» **Your task**
Nothing in the records may be left out or altered; reproduce them all exactly.

» **Data listing**
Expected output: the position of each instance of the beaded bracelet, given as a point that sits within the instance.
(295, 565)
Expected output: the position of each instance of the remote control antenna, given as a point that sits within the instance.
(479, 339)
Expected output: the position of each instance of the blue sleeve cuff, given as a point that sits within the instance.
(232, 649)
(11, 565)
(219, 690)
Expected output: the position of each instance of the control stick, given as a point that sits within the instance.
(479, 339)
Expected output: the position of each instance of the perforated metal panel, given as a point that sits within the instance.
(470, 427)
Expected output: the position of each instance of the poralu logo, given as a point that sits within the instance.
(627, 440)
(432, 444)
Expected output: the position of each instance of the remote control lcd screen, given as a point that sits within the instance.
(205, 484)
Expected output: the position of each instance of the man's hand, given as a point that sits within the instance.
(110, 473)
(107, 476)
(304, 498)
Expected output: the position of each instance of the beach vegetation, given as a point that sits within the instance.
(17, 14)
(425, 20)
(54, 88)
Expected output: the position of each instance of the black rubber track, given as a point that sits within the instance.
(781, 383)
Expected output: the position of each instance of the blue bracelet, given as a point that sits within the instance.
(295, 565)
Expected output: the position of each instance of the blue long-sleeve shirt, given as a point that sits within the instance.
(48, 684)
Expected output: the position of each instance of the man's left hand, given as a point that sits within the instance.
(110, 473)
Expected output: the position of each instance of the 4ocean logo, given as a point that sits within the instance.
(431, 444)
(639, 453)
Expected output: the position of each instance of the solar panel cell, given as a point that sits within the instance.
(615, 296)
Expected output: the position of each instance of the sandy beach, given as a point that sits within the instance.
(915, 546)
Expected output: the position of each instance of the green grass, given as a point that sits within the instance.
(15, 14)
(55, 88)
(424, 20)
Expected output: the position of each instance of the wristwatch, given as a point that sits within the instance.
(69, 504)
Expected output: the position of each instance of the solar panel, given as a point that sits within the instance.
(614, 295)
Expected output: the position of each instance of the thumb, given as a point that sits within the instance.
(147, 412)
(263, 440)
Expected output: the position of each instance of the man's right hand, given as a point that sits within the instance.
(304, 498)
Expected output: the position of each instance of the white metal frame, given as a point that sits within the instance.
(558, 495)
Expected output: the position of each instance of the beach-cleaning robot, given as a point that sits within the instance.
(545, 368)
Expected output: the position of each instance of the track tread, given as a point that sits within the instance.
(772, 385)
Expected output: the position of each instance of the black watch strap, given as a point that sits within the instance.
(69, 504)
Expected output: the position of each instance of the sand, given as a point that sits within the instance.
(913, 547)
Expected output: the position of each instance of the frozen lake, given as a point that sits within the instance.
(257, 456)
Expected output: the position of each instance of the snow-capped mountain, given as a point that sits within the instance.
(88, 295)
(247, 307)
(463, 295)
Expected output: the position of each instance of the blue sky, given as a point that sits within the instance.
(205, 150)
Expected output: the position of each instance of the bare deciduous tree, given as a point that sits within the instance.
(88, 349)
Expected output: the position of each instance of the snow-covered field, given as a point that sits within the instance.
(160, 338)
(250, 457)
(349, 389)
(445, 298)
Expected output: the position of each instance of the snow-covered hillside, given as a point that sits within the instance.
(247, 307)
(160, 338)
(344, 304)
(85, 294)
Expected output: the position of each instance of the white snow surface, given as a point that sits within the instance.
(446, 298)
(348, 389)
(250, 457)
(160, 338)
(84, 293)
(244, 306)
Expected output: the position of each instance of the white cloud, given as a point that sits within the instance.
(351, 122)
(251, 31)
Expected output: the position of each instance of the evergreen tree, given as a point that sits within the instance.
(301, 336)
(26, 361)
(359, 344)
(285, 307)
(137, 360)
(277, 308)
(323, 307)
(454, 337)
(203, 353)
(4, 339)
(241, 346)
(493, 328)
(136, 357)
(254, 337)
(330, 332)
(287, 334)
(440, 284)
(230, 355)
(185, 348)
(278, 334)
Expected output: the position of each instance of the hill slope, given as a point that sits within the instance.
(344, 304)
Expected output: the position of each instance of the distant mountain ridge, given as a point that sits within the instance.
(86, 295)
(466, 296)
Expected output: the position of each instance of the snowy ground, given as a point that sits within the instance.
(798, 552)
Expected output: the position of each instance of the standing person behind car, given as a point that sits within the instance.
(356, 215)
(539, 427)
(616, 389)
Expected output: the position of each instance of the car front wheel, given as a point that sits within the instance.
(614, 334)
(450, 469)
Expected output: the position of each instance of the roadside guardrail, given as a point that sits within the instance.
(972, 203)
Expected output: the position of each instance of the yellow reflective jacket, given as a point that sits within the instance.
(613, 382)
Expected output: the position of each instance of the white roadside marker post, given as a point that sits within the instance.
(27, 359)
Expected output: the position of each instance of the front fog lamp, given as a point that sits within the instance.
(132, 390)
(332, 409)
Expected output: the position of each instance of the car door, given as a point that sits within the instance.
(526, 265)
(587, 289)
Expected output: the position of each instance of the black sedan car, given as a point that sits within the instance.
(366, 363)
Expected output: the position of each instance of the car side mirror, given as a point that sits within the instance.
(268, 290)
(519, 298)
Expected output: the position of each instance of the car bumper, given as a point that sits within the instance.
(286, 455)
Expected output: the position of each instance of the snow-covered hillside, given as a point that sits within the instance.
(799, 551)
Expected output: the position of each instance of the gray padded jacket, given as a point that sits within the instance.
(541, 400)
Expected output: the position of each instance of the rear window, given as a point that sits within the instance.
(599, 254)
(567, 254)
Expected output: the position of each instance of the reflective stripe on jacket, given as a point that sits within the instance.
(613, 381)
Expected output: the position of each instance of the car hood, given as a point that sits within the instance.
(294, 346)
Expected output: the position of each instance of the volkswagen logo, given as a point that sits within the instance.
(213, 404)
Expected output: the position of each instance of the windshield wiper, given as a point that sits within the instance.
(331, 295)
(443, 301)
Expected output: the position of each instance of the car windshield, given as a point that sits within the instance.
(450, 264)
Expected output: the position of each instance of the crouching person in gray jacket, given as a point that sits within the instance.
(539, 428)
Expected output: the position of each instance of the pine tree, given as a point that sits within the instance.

» **Answer to this task**
Expected output: the position of each instance of the beaded bracelet, given as a point that sits within the instance.
(295, 565)
Expected output: the position of each instance of the remote control antenna, given as a point that sits within the instance.
(479, 339)
Expected output: the position of each instance of the blue sleeve cuff, given as a point that sits within the instance.
(232, 649)
(11, 565)
(219, 690)
Expected output: the position of each instance of the control stick, given as a point that sits within the instance.
(479, 339)
Expected output: the position of each instance of the perforated metal panel, given as a point that sits within the instance.
(470, 427)
Expected output: the position of each instance of the poralu logo, given as a point that sits within the instance.
(627, 440)
(432, 444)
Expected output: the position of each instance of the remote control lcd screen, given as a point that sits within the instance.
(205, 484)
Expected output: the position of each instance of the man's hand, given as a point that sits within the instance.
(110, 473)
(107, 476)
(304, 498)
Expected output: the position of each instance of the beach vegetation, given as a point that sits within the instance.
(17, 14)
(425, 20)
(54, 88)
Expected output: the position of each instance of the black rubber track, given as a point that sits within the instance.
(781, 383)
Expected output: the position of each instance of the blue bracelet, given as a point that sits within the instance.
(295, 565)
Expected output: the position of each instance of the blue long-sleeve shirt, given as a point that sits within the instance.
(48, 684)
Expected output: the position of each instance of the man's left hand, given as a point that sits within the instance.
(110, 473)
Expected output: the position of each instance of the 4ocean logo, given as a point that sits within the instance.
(431, 444)
(639, 453)
Expected output: the position of each instance of the solar panel cell, given as a point that sits within the instance.
(615, 296)
Expected output: the position of each instance of the sandy beach, given as a point that sits within the instance.
(915, 546)
Expected output: the position of each instance of the green grass, given as a point that sits within the instance.
(15, 14)
(55, 88)
(424, 20)
Expected output: the position of each instance of the wristwatch, given as a point that sits within the instance.
(69, 504)
Expected output: the position of each instance of the solar panel, given as a point that sits within the instance.
(614, 295)
Expected output: the position of each instance of the thumb, given as a point that sits within the instance.
(147, 412)
(263, 440)
Expected output: the position of each instance of the man's right hand, given as a point that sits within the instance.
(304, 498)
Expected output: the position of each instance of the white metal frame, given as a point that sits within the instance.
(558, 495)
Expected output: the position of each instance of the beach-cleaning robot, given as a point that sits within the instance.
(545, 368)
Expected output: the position of each instance of the track tread, given as a point that sits within the instance.
(772, 385)
Expected output: the position of each instance of the black watch strap, given as a point that sits within the instance.
(69, 504)
Expected output: the position of each instance of the sand, given as a point that sits within the instance.
(913, 547)
Expected output: the position of each instance of the frozen lake, given as a point that sits within the instance.
(257, 456)
Expected output: the position of each instance of the snow-capped mountain, given as a point that sits within the instance.
(88, 295)
(247, 307)
(463, 295)
Expected output: the position of each instance of the blue sky, given as a point that sits within the instance.
(205, 150)
Expected output: the position of each instance of the bare deciduous tree, given as a point that sits within the instance.
(88, 349)
Expected output: the position of each instance of the snow-covered field, given as a point that sits within the instance.
(160, 338)
(250, 457)
(349, 389)
(445, 298)
Expected output: the position of each instance of the snow-covered hillside, given as a point that sits within the instance.
(247, 307)
(160, 338)
(344, 304)
(85, 294)
Expected output: the position of each instance of the white snow surface, given as a point that sits within the instance.
(446, 298)
(348, 389)
(250, 457)
(160, 338)
(84, 293)
(244, 306)
Expected output: the position of each instance of the white cloud, given as a point that sits within the instance.
(351, 122)
(251, 31)
Expected output: the position of each instance of the evergreen tree, given as a point that sits within the instance.
(301, 336)
(26, 361)
(359, 344)
(285, 307)
(137, 360)
(277, 308)
(323, 307)
(454, 337)
(203, 353)
(4, 339)
(241, 346)
(493, 328)
(136, 357)
(254, 337)
(330, 332)
(287, 334)
(440, 284)
(230, 355)
(185, 348)
(278, 334)
Expected output: the position of each instance of the hill slope, given as a point that sits within the instance.
(344, 304)
Expected output: the position of each instance of the distant mountain ridge, given as a point that sits within the instance.
(86, 295)
(466, 296)
Expected output: the position of each instance of the snowy ground, given as a point that sits within the instance.
(798, 552)
Expected output: the position of each instance of the standing person behind car, given as a point that sits within the instance.
(356, 215)
(539, 427)
(616, 389)
Expected output: the position of each instance of the car front wheel, given as a point that sits within the instance.
(614, 334)
(450, 469)
Expected output: the position of each instance of the roadside guardrail, given as a point that sits within the instance.
(972, 203)
Expected output: the position of each instance of the yellow reflective jacket, given as a point that sits within the instance.
(613, 382)
Expected output: the position of each instance of the white roadside marker post, given as a point that sits within the instance.
(27, 359)
Expected output: the position of each instance of the front fog lamp, given as a point that sits within the instance.
(132, 390)
(332, 409)
Expected output: the position of each instance of the car door, given as a point that sits within the instance.
(526, 265)
(587, 289)
Expected output: the position of each instance of the black sedan car, given as a point that sits within the instance.
(366, 363)
Expected output: the position of each instance of the car side mirror, given as a point that sits within the instance.
(268, 290)
(519, 298)
Expected output: the position of each instance of the car bumper, given as a point that sits within the instance.
(286, 455)
Expected output: the position of each instance of the snow-covered hillside, given as a point that sits within the instance.
(799, 551)
Expected output: the position of each instance of the gray padded jacket, given as a point that sits within the instance.
(541, 400)
Expected output: the position of each instance of the rear window, given as a point that sits within the instance.
(599, 254)
(567, 254)
Expected output: the position of each instance of the reflective stripe on jacket, given as a point that sits within the instance.
(613, 381)
Expected output: the position of each instance of the car hood, given as a point that sits within the instance.
(294, 346)
Expected output: the position of each instance of the volkswagen logo, given as a point that sits within the instance.
(213, 404)
Expected output: the position of each instance of the windshield wiper, given as a point that sits within the instance.
(331, 295)
(443, 301)
Expected output: the position of each instance of the car windshield, given as a point that sits within the instance.
(450, 264)
Expected output: the position of each instance of the crouching person in gray jacket, given as a point that sits within the instance.
(539, 428)
Expected output: the position of each instance of the pine tree, given as a point that sits within the instance.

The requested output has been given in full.